* _STATED EXERCISE_: Reproduce the records word for word, starting with the line that contains "Reviewer note: verify that each instance of the decorative" and continuing through the end of the records.

* _MATERIAL PROVIDED_:
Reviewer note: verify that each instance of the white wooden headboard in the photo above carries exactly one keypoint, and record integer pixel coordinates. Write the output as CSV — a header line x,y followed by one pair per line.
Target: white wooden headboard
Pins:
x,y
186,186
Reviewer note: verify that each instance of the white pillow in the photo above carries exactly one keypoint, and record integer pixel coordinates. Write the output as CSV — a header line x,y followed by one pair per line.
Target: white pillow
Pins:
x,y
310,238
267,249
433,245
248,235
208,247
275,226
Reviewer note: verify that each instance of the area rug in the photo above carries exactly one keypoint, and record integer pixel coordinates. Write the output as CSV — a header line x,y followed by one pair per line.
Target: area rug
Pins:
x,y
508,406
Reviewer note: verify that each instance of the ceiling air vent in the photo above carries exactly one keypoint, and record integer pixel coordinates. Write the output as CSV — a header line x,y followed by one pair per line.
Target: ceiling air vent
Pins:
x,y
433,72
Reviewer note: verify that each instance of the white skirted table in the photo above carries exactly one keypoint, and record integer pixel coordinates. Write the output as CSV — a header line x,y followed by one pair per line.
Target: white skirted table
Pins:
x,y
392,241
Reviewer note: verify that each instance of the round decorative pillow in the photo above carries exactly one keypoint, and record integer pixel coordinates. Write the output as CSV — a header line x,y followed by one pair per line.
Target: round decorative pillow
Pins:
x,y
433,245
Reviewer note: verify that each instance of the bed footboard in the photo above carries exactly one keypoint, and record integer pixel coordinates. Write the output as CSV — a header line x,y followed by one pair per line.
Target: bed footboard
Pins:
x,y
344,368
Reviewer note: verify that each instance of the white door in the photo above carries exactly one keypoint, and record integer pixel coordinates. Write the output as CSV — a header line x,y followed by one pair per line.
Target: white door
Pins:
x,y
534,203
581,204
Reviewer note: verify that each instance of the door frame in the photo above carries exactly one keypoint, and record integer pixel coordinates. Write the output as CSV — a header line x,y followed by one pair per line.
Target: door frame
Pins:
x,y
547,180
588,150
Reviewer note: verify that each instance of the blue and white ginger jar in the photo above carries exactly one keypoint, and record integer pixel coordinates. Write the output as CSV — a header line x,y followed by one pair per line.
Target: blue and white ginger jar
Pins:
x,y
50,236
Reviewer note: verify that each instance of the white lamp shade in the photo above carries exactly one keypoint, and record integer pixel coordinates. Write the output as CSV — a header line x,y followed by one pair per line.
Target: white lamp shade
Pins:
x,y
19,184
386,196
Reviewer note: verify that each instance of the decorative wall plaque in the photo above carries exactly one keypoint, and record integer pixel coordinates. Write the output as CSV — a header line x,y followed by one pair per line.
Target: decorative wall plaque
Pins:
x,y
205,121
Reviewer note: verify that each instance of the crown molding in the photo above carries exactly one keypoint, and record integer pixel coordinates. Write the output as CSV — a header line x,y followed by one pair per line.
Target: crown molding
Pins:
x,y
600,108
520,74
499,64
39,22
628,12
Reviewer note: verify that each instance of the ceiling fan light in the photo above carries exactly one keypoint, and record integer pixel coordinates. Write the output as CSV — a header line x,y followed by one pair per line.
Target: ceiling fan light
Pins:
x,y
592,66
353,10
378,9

* _THE OUTPUT_:
Reviewer note: verify that each instance of the decorative wall plaque in the photo above carries exactly one keypoint, and record integer pixel coordinates. Write the output as CSV — a header line x,y followed by one pair per line.
Target: decorative wall plaque
Pins:
x,y
205,121
Reviewer note: verify that each instance of the crown molding in the photo above carries exactly one keypoint, and record integer pixel coordinates. Write the output as CSV — a header line x,y followed by one pair per line.
Target: crown molding
Pins:
x,y
600,108
520,74
499,64
39,22
628,12
Reviewer note: verify that each instance of the ceiling fan light in the photo above carries exactly one keypoint, and record integer pixel coordinates. Write the output as CSV — a header line x,y followed by one pair per line.
Target: ceiling fan light
Pins:
x,y
592,66
353,10
378,9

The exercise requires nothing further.